▶ REQUIRED ACTION: An exact reproduction of all entries is required.

▶ SUPPLIED RECORDS:
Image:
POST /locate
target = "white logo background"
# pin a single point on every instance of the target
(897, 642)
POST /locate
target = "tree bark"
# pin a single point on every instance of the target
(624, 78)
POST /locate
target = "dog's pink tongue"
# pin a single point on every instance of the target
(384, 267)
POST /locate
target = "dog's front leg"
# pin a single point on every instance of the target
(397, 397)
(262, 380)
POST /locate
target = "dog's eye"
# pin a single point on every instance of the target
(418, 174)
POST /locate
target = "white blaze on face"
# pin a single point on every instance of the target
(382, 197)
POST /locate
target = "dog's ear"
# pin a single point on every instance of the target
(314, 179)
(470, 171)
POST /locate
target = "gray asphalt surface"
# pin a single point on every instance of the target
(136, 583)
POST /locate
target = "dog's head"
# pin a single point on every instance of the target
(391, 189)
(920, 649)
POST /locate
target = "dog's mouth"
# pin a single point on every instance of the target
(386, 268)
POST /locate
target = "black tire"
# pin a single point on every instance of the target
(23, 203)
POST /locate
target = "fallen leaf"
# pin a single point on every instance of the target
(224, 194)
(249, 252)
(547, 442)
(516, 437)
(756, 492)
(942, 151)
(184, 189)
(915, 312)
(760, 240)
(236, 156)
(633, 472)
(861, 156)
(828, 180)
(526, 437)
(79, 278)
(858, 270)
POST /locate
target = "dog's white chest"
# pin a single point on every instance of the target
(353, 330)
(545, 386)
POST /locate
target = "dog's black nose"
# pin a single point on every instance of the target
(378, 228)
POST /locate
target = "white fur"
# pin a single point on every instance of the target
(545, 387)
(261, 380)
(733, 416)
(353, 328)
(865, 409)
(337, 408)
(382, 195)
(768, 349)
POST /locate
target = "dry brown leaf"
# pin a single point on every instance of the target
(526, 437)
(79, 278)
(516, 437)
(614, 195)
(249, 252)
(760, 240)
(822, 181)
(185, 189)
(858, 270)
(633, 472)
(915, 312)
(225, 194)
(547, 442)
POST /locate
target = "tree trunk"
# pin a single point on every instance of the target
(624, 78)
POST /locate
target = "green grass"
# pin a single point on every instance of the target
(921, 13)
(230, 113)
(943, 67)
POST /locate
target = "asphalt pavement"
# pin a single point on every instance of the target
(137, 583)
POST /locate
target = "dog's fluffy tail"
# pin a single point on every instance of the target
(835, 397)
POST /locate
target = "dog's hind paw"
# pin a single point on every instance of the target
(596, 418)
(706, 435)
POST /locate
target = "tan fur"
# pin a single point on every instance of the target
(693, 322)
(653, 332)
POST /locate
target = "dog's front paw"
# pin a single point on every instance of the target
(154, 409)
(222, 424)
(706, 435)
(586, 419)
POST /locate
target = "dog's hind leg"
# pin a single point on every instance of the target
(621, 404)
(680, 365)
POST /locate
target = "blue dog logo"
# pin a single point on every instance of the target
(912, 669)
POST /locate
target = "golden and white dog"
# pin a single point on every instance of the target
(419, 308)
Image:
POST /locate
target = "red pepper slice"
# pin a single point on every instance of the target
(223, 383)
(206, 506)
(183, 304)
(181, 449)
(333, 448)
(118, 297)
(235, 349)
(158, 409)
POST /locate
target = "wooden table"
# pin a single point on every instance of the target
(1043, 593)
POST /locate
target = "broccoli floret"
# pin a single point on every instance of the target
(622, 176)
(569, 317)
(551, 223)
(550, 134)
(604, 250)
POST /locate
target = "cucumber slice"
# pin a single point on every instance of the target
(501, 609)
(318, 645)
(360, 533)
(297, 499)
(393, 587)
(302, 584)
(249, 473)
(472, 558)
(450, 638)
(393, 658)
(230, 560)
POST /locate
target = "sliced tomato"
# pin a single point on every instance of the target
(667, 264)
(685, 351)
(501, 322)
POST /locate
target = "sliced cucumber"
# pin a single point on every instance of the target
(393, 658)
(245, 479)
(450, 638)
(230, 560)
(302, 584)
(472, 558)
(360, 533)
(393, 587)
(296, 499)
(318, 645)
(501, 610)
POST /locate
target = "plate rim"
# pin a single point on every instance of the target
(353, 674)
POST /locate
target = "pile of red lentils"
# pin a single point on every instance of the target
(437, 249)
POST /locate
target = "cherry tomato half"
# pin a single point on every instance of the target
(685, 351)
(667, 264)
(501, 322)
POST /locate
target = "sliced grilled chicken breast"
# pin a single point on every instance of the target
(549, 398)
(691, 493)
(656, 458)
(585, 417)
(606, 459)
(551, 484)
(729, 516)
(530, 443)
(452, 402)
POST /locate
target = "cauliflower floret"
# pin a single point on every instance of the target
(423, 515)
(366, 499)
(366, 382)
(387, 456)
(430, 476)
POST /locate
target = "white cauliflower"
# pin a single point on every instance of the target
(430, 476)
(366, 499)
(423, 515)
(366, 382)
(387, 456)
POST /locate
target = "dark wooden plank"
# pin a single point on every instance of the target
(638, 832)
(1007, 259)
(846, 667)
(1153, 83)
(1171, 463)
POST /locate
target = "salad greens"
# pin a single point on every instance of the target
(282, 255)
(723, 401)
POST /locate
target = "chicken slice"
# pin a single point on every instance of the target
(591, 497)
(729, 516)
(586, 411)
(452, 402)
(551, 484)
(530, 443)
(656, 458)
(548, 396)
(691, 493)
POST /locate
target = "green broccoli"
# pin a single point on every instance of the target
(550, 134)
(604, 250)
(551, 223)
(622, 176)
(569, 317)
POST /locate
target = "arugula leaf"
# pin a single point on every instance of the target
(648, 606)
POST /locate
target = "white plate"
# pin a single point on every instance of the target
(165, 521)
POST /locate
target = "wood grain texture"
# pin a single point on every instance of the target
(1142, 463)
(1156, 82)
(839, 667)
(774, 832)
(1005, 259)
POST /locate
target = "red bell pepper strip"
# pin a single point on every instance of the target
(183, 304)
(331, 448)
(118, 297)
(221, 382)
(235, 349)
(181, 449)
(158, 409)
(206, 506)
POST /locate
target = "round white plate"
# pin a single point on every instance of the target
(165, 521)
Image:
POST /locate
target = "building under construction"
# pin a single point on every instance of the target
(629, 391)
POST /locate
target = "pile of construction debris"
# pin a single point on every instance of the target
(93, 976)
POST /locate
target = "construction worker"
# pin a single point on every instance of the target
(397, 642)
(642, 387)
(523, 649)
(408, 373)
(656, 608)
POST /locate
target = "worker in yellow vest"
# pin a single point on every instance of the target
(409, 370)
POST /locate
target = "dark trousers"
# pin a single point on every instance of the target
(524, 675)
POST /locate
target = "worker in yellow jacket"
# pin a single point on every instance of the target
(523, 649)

▶ COMPLETED EXERCISE:
Image:
POST /locate
target = "white logo background"
# pin a single point on every instance of the target
(897, 642)
POST /locate
target = "tree bark"
# pin a single point on every instance of the target
(624, 78)
POST /locate
target = "dog's pink tongue"
# pin a single point on every instance of the target
(384, 267)
POST /locate
target = "dog's front leg"
# pin a single point on every instance of the target
(397, 397)
(262, 380)
POST /locate
target = "dog's eye"
# pin a single point on every instance of the target
(418, 174)
POST /locate
target = "white blaze on face"
# pin a single point on every instance of the target
(382, 197)
POST /locate
target = "dog's ear"
# pin a single point on every instance of the target
(314, 179)
(470, 171)
POST /locate
target = "gray asphalt surface"
# pin a single point on every instance of the target
(136, 583)
POST /locate
target = "dog's head"
# pin a single point on every instance of the target
(391, 189)
(920, 649)
POST /locate
target = "dog's mouth"
# pin a single point on every instance of the target
(386, 268)
POST /locate
target = "black tire"
# pin a single point on every instance of the target
(23, 203)
POST /locate
target = "fallen leaf"
# pin a single point on every instance of the target
(224, 194)
(249, 252)
(547, 442)
(516, 437)
(756, 492)
(942, 151)
(184, 189)
(915, 312)
(760, 240)
(236, 156)
(633, 472)
(861, 156)
(828, 180)
(526, 437)
(79, 278)
(858, 270)
POST /locate
target = "dog's white chest"
# pin a single point on every instance of the target
(353, 330)
(545, 386)
POST /locate
target = "dog's black nose"
# pin a single point on every instance of the target
(378, 228)
POST /locate
target = "white fur"
# pin a single point on every instance of the target
(545, 387)
(261, 380)
(733, 416)
(353, 328)
(865, 409)
(337, 408)
(382, 195)
(768, 349)
POST /locate
target = "dry brown leaf"
# pin a single point on every instance of the target
(526, 437)
(79, 278)
(516, 437)
(614, 195)
(249, 252)
(760, 240)
(822, 181)
(185, 189)
(858, 270)
(633, 472)
(915, 312)
(225, 194)
(547, 442)
POST /locate
target = "tree trunk"
# pin a single point on every instance of the target
(624, 78)
POST /locate
target = "green grass"
# pin a single point on every instance of the target
(921, 13)
(230, 113)
(943, 67)
POST /locate
target = "asphalt pavement"
# pin a single point on every instance of the target
(137, 583)
POST /locate
target = "dog's fluffy tail"
# pin a single point on every instance of the target
(835, 397)
POST /locate
target = "dog's hind paw"
# pin a single point on every instance of the target
(596, 418)
(706, 435)
POST /locate
target = "tan fur"
# pin a single point on every instance of the target
(693, 322)
(653, 332)
POST /locate
target = "dog's front paw"
# pin a single point on every instance of the target
(154, 409)
(222, 424)
(706, 435)
(586, 419)
POST /locate
target = "dog's hind leg"
# pin a single point on every instance of the target
(621, 404)
(680, 365)
POST /locate
target = "blue dog logo"
# pin a single point on every instance of the target
(912, 669)
POST /locate
target = "golden and white dog"
# pin a single point on every instance of the target
(419, 308)
Image:
POST /locate
target = "red pepper slice"
# pin a single point on every instance of the target
(223, 383)
(206, 506)
(183, 304)
(181, 449)
(333, 448)
(118, 297)
(235, 349)
(158, 409)
POST /locate
target = "wooden table"
# pin a single point on every instance of the target
(1043, 593)
POST /locate
target = "broccoli floret"
# pin a single point on every instance of the target
(622, 176)
(569, 317)
(551, 223)
(550, 134)
(604, 250)
POST /locate
target = "cucumber slice"
# pin a single point on every instance of the target
(501, 609)
(318, 645)
(360, 533)
(297, 499)
(393, 587)
(302, 584)
(249, 473)
(472, 558)
(450, 638)
(393, 658)
(230, 560)
POST /locate
target = "sliced tomato"
# pin a single point on every instance of the target
(667, 264)
(685, 351)
(501, 322)
POST /locate
target = "sliced cucumber"
# pin a single point on every instance of the target
(393, 658)
(245, 479)
(450, 638)
(230, 560)
(302, 584)
(472, 558)
(360, 533)
(393, 587)
(296, 499)
(318, 645)
(501, 610)
POST /locate
target = "plate rim"
# pin a single point on every instance of the target
(353, 674)
POST /locate
target = "pile of red lentils"
# pin a single point on every instance of the target
(437, 249)
POST /locate
target = "cherry tomato half"
# pin a single point on every instance of the target
(685, 351)
(667, 264)
(501, 322)
POST /locate
target = "sliced grilled chicken breast"
# pin a single point on every instance of the target
(549, 398)
(691, 493)
(656, 458)
(585, 417)
(606, 459)
(551, 484)
(729, 516)
(530, 443)
(452, 402)
POST /locate
target = "cauliflower floret"
# pin a single point on every instance of the target
(423, 515)
(366, 499)
(366, 382)
(387, 456)
(430, 476)
POST /locate
target = "white cauliflower"
# pin a single point on every instance of the target
(430, 476)
(366, 499)
(423, 515)
(366, 382)
(387, 456)
POST /locate
target = "dark wooden plank"
# pin a single point on every instance of the target
(638, 832)
(1007, 259)
(846, 667)
(1153, 83)
(1171, 463)
POST /locate
target = "salad greens"
# pin a single point on every instance of the target
(282, 255)
(723, 401)
POST /locate
target = "chicken slice"
# pin a single point on every instance of the target
(591, 497)
(729, 516)
(586, 411)
(452, 402)
(551, 484)
(530, 443)
(656, 458)
(548, 396)
(691, 493)
POST /locate
target = "green broccoli"
# pin a single point on every instance of the target
(550, 134)
(604, 250)
(551, 223)
(622, 176)
(569, 317)
POST /locate
target = "arugula leaf"
# pin a single point on every instance of the target
(648, 606)
POST /locate
target = "white plate"
# pin a single point on every instance of the target
(165, 521)
POST /locate
target = "wood grain texture"
# pin a single point on every instance of the target
(1142, 463)
(1156, 82)
(839, 667)
(774, 832)
(1005, 259)
POST /locate
target = "red bell pepper strip"
# pin a single point on every instance of the target
(183, 304)
(331, 448)
(118, 297)
(221, 382)
(235, 349)
(181, 449)
(158, 409)
(206, 506)
POST /locate
target = "round white plate"
# pin a single point on every instance of the target
(165, 521)
Image:
POST /locate
target = "building under construction"
# pin a single point on every instance of the target
(629, 391)
POST /locate
target = "pile of construction debris"
# pin a single point on every instance of the target
(93, 976)
POST /locate
target = "construction worker"
# pin a single point on every instance of the target
(397, 642)
(642, 387)
(523, 649)
(408, 373)
(656, 608)
POST /locate
target = "worker in yellow vest"
# pin a single point on every instance of the target
(409, 370)
POST /locate
target = "dark trousers"
# pin a single point on every instance of the target
(524, 675)
POST /locate
target = "worker in yellow jacket"
# pin a single point on every instance of the target
(523, 649)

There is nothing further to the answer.